Please copy out the records again word for word, starting at the line that contains "Target: patch of snow" and continuing through the end of the records, with both ends included. Give only those lines.

◆ ◆ ◆ ◆ ◆ ◆ ◆

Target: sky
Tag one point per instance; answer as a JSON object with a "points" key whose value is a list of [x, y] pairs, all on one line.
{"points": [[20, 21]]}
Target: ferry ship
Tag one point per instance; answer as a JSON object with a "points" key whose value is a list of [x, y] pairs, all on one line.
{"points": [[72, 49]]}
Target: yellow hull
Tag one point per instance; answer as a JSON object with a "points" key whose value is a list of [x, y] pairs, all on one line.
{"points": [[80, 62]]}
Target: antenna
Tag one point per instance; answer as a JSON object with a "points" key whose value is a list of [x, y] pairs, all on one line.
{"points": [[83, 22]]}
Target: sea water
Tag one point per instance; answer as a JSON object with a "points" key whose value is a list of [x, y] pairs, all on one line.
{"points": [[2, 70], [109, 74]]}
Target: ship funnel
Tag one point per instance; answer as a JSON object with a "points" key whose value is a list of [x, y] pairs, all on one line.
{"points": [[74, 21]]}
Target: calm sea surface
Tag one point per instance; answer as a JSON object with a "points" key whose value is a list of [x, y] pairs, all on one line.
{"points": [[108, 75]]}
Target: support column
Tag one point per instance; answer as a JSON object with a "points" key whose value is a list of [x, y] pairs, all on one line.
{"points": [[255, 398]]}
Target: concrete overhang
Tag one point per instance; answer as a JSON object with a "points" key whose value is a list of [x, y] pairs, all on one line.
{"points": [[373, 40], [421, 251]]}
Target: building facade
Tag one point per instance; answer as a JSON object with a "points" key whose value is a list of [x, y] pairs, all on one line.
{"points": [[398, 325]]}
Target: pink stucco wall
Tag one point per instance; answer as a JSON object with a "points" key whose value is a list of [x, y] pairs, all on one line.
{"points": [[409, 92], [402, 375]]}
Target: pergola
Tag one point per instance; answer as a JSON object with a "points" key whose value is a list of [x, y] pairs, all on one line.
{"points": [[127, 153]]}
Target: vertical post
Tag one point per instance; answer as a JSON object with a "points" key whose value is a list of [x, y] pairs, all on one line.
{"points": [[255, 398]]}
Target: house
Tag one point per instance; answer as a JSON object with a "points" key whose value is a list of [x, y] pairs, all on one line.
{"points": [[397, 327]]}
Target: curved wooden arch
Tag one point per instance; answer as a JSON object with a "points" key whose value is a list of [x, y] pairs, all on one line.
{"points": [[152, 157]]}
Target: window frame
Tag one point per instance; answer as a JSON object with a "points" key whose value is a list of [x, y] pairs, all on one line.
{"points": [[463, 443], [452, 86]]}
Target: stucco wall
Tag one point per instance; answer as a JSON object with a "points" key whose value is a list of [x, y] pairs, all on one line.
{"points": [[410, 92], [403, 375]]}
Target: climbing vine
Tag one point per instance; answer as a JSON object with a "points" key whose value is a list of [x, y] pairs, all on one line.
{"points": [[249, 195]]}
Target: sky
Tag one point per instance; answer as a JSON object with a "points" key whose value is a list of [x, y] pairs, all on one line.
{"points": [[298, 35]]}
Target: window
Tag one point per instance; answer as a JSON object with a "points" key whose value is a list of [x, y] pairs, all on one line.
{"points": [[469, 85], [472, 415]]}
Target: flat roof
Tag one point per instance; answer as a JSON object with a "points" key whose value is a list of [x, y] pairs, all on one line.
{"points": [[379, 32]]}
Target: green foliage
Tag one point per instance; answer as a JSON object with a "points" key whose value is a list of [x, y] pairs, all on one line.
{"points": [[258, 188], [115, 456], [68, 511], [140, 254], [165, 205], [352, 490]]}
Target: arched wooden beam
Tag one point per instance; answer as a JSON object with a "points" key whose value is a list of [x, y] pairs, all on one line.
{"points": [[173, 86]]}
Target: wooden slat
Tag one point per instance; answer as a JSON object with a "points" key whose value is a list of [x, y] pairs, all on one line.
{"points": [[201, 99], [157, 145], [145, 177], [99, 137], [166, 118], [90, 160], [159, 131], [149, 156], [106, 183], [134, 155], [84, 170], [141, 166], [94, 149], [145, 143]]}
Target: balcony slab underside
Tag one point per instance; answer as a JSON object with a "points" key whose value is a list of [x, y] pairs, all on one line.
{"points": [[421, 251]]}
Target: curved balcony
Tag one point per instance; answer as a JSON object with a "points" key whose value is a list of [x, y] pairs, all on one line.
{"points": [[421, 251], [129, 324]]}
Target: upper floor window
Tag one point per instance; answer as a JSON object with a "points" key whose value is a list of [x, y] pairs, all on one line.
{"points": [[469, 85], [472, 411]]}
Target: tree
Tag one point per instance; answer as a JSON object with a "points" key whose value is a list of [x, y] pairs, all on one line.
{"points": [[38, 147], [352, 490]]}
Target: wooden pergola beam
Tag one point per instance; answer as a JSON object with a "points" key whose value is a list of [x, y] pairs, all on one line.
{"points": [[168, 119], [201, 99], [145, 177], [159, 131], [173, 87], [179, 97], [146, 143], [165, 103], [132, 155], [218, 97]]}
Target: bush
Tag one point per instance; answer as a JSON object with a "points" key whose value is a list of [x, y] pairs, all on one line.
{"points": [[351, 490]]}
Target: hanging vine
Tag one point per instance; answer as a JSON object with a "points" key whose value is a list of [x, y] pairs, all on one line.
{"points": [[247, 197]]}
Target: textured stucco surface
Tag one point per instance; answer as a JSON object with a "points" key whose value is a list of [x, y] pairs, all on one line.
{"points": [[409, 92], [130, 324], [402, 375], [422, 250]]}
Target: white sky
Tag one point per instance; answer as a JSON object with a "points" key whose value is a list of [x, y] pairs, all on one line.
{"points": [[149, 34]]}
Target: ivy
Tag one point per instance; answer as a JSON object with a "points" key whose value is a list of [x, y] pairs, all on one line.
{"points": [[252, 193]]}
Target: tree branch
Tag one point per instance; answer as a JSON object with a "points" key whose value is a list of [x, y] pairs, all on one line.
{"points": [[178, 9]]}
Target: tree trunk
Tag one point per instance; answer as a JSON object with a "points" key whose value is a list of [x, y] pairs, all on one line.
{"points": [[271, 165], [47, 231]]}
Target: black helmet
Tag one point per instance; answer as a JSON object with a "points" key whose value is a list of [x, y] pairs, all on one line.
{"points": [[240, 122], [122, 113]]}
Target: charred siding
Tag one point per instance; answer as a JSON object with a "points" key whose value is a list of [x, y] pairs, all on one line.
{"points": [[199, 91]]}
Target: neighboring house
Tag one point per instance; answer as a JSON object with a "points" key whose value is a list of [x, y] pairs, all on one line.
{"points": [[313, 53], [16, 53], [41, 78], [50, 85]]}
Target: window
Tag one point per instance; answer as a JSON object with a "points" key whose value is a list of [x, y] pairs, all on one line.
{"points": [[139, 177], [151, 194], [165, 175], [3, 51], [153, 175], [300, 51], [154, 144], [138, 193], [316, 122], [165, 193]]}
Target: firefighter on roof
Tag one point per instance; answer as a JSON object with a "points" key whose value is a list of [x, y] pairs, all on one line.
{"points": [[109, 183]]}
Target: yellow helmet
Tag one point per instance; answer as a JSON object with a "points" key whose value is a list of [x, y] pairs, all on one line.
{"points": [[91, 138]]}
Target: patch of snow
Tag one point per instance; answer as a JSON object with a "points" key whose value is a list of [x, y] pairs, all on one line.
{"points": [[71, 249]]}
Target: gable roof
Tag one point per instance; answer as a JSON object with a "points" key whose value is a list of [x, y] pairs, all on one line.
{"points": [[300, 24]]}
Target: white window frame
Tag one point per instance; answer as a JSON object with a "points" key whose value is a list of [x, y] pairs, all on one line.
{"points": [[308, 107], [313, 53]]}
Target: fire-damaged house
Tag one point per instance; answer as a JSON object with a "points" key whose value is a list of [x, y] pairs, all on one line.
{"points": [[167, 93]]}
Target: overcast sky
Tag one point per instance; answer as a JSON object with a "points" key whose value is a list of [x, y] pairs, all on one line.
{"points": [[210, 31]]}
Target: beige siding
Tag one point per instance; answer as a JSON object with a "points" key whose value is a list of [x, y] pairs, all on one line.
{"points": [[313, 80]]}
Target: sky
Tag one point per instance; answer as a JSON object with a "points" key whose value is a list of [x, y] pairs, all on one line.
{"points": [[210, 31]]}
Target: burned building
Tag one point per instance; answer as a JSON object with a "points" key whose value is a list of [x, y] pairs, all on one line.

◆ ◆ ◆ ◆ ◆ ◆ ◆

§ **Response below**
Target: patch of snow
Tag one point per instance; answer as a JSON object with a "points" key whose value is a list of [x, y] pairs, all on one line.
{"points": [[71, 249]]}
Target: gable roof
Tag one point per instance; answer as a JSON object with a "points" key whose value is a list of [x, y] pairs, all on one line.
{"points": [[300, 24]]}
Target: white window frame
Tag one point per instance; answer as a JSON object with a "points" key whose value is a list of [x, y] pairs, all on one line.
{"points": [[308, 107], [313, 53]]}
Target: fire-damaged house
Tag one point per instance; answer as a JSON object with a "points" key whose value is a list of [x, y] pairs, all on one line.
{"points": [[167, 93]]}
Target: overcast sky
Tag one point per instance; answer as a JSON object with a "points" key whose value is a list of [x, y] pairs, all on one line.
{"points": [[210, 31]]}
Target: beige siding
Tag one point per instance; answer as a JSON object with a "points" key whose value is a list of [x, y] pairs, all on one line.
{"points": [[313, 80]]}
Target: sky
Tag one point per instance; answer as a JSON object with a "points" key whose value is a list of [x, y] pairs, all on one line.
{"points": [[210, 31]]}
Target: burned building
Tag one point per instance; answer as a JSON object with a "points" key whose value is a list of [x, y] pairs, all on one line.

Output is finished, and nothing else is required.